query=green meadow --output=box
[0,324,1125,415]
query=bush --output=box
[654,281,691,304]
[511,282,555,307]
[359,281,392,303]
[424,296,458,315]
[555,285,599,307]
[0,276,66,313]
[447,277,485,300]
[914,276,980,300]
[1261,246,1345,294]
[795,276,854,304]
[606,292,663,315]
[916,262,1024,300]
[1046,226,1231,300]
########
▸ Exercise aim: Reproduce the listing above line for line, without changing anything.

▸ Response below:
query=green meadow --output=box
[0,324,1125,415]
query=bush --output=box
[654,281,691,304]
[511,282,555,307]
[359,281,392,303]
[424,296,458,315]
[555,285,599,307]
[0,276,66,313]
[447,277,485,300]
[914,276,980,300]
[1261,246,1345,294]
[795,276,854,304]
[606,292,663,315]
[916,262,1024,300]
[1046,226,1231,300]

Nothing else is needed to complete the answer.